Maudite Poutine
Numéro : 191Entretien AVEC KARL LEMIEUX
PAR CHARLES-ANDRÉ CODERRE
Peux-tu nous parler de l’origine de Maudite Poutine ?
On discute du film trois ans après sa finition. Je me rends compte qu’à sa sortie, il y a eu quelque chose d’incompris chez plusieurs spectateurs. Souvent, les gens se questionnaient sur les motivations de raconter une histoire de crime organisé dans un village du centre du Québec. C’est important de comprendre que ce qui est montré dans le film, ce sont des choses qui se produisent pour de vrai. D’où l’intérêt de retourner dans mon village natal et essayer de faire face à cette réalité. Le projet, c’était d’essayer de réfléchir à une époque, à des choses qui sont arrivées dans mon village. Je suis parti de là quand j’avais 17 ans, mais c’était aussi une façon de voir ce qu’étaient devenus les amis qui étaient restés là-bas.
Les situations que tu décris dans Maudite Poutine peuvent être également vécues dans d’autres villages du Québec ou ailleurs dans le monde.
Totalement. Au festival de Venise, un journaliste italien m’a demandé pourquoi je parlais de crime organisé, affirmant que c’était un problème unique à l’Italie. Je suis parti à rire. Le crime organisé est présent dans toutes les régions du monde. Et justement, l’un des endroits où le film a probablement été le mieux reçu, c’est au Mexique. J’ai rencontré des jeunes qui sont venus voir le film parce qu’ils s’intéressaient aux choix musicaux, ou bien ils connaissaient mon travail que je faisais en collaboration avec différents musiciens (Godspeed You! Black Emperor, Franciso Lopez, etc.). Après le visionnement, ils ont eu un choc ! Un choc parce que le film montrait des situations qu’ils vivaient au quotidien. Leurs amis qui sont pognés dans des histoires du cartel ou de violence avec le crime organisé. Du moment où tu réalises que Maudite Poutine n’est pas du mauvais Tarantino ou un faux film de gangster, mais qu’il relate une réalité au Québec, le regard sur le film peut changer complètement.
Tu portes un regard sur la région qu’on associe souvent à la ville.
Quand on était plus jeune, on trouvait des façons de rendre notre vie intéressante. On faisait des fêtes, on s’intéressait à la culture, à la musique. Et les gens disent : « Oui, mais de la musique comme ça, des concerts comme ça, ça n’existe pas en région ». Ce n’est pas vrai ! Quand j’étais adolescent, il y avait plein de groupes de musique au village, beaucoup de projets noise d’ailleurs, s’inspirant de groupes tels que Sonic Youth. Le film fait référence à une partie de mon adolescence : des répétitions dans des sous-sols, des partys avec des amis où ça jammait pendant des heures, des petits concerts… ce n’est pas juste des phénomènes urbains… tout comme le crime organisé. Dans les villages, tu es confronté à cette violence directement, parce que tout le monde se connait tandis qu’en ville, on le sait que c’est présent, mais, on n’en est pas témoin.

Bloc de données:
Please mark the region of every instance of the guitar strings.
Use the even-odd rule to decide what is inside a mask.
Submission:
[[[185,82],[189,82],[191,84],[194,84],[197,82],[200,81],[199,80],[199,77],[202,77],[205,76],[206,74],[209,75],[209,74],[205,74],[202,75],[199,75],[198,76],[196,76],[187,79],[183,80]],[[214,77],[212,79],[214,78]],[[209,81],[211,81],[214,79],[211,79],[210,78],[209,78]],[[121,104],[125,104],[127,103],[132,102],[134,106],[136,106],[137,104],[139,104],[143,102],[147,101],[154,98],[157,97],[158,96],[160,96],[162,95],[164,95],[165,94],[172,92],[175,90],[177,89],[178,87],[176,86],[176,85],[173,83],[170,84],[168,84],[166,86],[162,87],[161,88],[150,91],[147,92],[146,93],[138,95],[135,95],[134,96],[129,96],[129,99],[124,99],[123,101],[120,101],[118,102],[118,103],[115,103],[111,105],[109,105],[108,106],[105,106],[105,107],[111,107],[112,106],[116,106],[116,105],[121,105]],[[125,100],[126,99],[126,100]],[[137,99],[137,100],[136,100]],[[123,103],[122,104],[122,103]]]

Énoncé A: Selon l'entretien, à quel âge Karl Lemieux a-t-il quitté son village natal ?
Énoncé B: Recopiez s'il vous plaît le passage de l'entretien qui commence par « On discute du » et se termine par « dans le monde. ».
La liste n'est pas nécessaire.

Réponse attendue A: À 17 ans.

Réponse attendue B:
On discute du film trois ans après sa finition. Je me rends compte qu’à sa sortie, il y a eu quelque chose d’incompris chez plusieurs spectateurs. Souvent, les gens se questionnaient sur les motivations de raconter une histoire de crime organisé dans un village du centre du Québec. C’est important de comprendre que ce qui est montré dans le film, ce sont des choses qui se produisent pour de vrai. D’où l’intérêt de retourner dans mon village natal et essayer de faire face à cette réalité. Le projet, c’était d’essayer de réfléchir à une époque, à des choses qui sont arrivées dans mon village. Je suis parti de là quand j’avais 17 ans, mais c’était aussi une façon de voir ce qu’étaient devenus les amis qui étaient restés là-bas.
Les situations que tu décris dans Maudite Poutine peuvent être également vécues dans d’autres villages du Québec ou ailleurs dans le monde.